• _Your goal_
The expected output is exactly the lines below, starting at the line with "[[274, 88], [218, 204]]" and ending at the line with "When queried with the pole", both included; no other line belongs in it.

• _Extracted information_
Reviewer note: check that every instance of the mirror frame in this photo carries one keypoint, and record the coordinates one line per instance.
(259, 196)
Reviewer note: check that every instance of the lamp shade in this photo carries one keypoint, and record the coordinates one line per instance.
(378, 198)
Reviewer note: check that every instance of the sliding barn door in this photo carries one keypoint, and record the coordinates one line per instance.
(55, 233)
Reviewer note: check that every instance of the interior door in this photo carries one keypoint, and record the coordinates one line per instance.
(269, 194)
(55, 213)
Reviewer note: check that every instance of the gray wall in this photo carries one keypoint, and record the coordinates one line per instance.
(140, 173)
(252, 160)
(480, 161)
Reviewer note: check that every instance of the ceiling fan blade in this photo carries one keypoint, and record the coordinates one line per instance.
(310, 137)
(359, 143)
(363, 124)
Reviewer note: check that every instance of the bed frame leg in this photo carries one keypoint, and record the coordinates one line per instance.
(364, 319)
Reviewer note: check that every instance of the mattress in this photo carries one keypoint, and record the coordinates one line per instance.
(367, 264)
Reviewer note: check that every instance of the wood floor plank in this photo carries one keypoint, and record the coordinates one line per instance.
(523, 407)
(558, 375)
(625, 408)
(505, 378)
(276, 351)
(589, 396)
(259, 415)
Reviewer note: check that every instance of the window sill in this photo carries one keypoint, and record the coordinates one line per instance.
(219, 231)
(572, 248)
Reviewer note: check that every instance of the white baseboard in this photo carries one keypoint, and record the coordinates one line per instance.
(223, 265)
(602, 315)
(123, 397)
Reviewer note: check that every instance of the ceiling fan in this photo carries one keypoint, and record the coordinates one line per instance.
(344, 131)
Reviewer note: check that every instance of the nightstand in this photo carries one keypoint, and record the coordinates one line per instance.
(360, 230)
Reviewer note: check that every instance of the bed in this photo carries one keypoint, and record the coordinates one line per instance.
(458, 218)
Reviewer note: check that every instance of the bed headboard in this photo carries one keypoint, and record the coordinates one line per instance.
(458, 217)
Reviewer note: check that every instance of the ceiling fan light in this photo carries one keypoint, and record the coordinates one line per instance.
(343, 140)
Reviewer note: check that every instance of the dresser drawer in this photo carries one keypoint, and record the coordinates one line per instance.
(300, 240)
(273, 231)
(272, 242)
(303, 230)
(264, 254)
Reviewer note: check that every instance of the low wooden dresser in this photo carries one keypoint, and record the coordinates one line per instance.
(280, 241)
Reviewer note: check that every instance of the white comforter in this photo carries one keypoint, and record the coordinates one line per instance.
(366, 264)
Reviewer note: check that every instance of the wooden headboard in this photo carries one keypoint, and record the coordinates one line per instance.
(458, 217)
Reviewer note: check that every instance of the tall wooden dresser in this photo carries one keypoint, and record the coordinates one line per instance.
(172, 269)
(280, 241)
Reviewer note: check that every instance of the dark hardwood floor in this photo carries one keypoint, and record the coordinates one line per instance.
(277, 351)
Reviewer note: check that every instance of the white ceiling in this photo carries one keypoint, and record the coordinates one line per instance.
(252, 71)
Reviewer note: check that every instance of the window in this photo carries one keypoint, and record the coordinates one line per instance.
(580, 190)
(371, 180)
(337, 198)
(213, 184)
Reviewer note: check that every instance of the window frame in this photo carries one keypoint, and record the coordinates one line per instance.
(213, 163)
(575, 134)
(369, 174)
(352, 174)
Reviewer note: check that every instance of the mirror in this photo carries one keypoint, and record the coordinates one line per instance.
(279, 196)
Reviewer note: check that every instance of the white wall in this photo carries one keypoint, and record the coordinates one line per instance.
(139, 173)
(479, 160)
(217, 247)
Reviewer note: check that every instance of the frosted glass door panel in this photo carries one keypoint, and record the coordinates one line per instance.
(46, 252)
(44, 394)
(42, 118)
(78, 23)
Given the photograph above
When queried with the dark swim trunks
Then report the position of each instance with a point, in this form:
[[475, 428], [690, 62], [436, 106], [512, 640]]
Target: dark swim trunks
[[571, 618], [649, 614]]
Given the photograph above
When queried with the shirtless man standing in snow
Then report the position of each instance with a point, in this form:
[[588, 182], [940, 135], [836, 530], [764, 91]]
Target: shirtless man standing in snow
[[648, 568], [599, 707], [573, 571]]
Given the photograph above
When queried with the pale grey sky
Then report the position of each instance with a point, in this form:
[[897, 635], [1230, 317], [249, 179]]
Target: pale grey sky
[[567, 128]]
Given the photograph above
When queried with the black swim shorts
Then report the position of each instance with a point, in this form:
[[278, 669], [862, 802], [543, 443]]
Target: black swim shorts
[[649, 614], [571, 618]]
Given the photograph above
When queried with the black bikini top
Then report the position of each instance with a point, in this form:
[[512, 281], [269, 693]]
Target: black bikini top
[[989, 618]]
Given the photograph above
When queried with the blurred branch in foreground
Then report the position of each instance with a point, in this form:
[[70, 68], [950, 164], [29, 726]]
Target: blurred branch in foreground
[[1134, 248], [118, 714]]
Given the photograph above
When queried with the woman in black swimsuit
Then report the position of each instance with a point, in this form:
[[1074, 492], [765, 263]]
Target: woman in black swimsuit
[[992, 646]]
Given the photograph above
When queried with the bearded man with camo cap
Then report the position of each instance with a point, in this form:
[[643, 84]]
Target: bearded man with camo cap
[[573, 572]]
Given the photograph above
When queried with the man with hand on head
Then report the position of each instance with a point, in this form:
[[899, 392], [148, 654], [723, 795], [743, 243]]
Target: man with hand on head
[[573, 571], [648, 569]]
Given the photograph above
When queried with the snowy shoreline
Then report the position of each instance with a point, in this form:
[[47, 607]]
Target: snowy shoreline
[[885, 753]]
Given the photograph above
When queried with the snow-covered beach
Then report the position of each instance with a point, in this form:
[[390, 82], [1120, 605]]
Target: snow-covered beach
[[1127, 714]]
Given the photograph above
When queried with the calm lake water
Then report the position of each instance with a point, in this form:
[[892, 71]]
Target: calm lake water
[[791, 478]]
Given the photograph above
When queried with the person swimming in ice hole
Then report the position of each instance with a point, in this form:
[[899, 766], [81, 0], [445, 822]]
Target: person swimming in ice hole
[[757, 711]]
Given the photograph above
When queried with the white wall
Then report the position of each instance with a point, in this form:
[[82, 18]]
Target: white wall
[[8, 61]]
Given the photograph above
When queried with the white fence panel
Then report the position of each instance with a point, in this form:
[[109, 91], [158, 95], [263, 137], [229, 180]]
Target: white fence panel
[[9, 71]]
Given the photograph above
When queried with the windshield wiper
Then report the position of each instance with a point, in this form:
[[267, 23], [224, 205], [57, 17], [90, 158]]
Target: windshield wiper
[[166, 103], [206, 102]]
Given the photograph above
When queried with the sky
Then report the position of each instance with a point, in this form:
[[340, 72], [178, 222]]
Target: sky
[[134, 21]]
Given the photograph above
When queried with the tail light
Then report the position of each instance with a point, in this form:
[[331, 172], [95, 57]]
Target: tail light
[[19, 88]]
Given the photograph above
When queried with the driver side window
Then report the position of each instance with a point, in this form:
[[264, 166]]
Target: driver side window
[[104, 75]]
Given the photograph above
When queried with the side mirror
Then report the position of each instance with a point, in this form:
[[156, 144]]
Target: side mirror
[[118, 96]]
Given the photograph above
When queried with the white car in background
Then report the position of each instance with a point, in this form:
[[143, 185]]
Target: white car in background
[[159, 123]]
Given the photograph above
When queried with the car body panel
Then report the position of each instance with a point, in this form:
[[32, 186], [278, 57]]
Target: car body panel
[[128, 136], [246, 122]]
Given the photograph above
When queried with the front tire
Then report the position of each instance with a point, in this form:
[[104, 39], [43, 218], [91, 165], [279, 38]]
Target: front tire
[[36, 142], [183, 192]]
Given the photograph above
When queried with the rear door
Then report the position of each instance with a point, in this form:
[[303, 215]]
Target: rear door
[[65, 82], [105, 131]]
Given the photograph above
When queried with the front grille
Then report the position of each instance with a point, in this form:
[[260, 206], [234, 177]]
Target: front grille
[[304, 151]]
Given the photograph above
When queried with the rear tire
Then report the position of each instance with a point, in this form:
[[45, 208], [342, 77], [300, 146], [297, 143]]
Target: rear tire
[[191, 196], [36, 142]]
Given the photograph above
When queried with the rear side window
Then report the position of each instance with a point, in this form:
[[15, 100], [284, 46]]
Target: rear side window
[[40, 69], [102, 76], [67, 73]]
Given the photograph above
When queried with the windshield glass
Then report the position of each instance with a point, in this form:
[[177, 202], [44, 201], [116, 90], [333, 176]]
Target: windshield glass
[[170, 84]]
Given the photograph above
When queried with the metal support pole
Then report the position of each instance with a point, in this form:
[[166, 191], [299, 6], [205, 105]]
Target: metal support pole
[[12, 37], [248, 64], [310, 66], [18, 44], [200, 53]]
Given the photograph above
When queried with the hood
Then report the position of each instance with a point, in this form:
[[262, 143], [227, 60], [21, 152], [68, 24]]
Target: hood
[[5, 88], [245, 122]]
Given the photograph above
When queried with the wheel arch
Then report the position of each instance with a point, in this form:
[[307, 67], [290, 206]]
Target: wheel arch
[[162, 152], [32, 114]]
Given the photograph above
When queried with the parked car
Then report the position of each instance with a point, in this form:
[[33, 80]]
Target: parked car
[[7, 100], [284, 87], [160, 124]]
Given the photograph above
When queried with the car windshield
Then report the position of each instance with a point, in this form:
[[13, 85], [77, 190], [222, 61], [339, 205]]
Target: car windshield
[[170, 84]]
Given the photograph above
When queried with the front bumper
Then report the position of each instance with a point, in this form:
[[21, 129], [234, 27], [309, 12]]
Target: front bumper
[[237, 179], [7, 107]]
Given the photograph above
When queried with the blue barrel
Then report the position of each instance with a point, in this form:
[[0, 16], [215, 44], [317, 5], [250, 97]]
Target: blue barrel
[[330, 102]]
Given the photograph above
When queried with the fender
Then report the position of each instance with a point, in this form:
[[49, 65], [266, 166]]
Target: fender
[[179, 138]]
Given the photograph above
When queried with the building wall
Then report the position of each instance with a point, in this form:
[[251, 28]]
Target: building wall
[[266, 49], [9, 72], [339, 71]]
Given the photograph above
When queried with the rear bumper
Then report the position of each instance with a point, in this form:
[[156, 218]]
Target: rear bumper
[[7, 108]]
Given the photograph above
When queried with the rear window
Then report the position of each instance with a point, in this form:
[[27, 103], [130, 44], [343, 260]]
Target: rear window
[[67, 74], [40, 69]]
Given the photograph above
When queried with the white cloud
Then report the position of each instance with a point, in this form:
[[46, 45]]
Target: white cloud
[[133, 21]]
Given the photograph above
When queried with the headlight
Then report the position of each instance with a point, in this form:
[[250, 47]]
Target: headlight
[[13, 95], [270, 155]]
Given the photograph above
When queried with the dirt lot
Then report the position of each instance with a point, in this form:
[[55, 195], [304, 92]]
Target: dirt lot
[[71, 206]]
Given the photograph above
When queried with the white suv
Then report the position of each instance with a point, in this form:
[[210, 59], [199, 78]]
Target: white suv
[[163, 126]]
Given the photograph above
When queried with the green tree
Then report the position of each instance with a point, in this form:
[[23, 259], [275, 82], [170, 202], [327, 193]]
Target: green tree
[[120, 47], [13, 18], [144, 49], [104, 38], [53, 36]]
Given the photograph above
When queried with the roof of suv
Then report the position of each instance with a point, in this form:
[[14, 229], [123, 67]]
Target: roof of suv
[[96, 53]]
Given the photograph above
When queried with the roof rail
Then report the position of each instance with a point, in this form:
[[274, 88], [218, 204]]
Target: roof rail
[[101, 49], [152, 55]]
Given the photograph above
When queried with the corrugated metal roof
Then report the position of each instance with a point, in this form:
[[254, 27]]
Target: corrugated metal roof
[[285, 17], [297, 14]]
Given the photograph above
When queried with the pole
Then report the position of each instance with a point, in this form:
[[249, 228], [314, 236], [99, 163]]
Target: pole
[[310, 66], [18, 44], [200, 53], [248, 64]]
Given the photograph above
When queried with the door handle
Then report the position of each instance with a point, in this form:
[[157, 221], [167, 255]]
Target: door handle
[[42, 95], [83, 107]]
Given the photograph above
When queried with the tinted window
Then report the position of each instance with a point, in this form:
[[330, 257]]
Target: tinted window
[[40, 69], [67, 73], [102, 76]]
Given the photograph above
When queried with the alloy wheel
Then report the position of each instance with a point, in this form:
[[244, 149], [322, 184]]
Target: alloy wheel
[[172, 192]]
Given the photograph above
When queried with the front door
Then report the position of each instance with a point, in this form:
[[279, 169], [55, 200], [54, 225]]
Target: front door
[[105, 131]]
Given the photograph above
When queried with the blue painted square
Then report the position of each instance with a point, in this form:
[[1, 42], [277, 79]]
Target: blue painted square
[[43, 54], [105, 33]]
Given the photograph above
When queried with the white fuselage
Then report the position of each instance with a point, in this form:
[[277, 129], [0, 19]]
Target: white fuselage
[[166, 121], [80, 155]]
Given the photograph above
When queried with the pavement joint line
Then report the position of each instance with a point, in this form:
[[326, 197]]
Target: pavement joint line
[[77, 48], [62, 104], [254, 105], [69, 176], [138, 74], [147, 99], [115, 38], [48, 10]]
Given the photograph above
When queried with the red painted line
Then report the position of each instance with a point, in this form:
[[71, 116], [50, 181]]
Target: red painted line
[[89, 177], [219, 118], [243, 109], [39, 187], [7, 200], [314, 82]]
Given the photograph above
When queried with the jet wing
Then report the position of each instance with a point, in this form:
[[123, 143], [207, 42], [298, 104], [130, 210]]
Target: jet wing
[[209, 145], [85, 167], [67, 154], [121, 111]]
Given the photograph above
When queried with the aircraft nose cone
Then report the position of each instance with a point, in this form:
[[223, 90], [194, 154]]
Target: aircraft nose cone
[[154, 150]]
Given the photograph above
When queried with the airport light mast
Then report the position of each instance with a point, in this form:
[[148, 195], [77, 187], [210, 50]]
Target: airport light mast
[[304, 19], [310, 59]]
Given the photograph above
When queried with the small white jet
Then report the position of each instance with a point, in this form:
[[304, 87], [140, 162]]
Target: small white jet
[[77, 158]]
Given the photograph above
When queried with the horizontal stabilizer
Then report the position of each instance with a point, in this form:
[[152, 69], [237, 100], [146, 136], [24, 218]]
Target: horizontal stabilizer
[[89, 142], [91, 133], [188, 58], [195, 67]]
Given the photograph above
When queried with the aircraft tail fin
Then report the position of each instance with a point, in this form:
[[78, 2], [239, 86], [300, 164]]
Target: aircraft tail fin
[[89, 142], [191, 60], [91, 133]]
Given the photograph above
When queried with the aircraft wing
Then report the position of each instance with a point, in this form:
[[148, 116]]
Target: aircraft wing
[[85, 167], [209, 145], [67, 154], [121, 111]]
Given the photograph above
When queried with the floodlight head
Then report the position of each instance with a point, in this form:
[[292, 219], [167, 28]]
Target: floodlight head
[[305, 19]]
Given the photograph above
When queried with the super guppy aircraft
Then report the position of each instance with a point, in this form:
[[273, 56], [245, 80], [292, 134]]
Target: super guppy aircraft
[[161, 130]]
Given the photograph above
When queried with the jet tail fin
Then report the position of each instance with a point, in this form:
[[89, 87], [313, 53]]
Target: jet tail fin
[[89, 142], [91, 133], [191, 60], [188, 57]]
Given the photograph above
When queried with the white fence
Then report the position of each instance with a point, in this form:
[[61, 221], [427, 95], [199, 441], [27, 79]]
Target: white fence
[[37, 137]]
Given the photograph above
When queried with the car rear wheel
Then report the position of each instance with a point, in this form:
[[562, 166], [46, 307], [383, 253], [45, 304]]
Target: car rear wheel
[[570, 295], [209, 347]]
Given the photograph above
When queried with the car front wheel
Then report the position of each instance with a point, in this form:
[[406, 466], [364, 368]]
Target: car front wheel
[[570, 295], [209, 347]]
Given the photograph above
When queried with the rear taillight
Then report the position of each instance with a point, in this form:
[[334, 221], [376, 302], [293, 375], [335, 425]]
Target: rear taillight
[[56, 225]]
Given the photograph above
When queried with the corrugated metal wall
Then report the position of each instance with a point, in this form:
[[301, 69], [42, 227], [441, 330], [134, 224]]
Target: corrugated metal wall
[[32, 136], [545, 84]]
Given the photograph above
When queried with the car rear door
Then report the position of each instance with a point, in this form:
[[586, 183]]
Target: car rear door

• _Written solution_
[[274, 88], [218, 204]]
Target: roof rail
[[101, 49], [152, 55]]
Given the photograph above
When queried with the corrugated metal roof
Then report the position of each instance with a point, in this form:
[[254, 27]]
Target: corrugated metal roof
[[285, 17], [297, 14]]
Given the photograph above
When queried with the pole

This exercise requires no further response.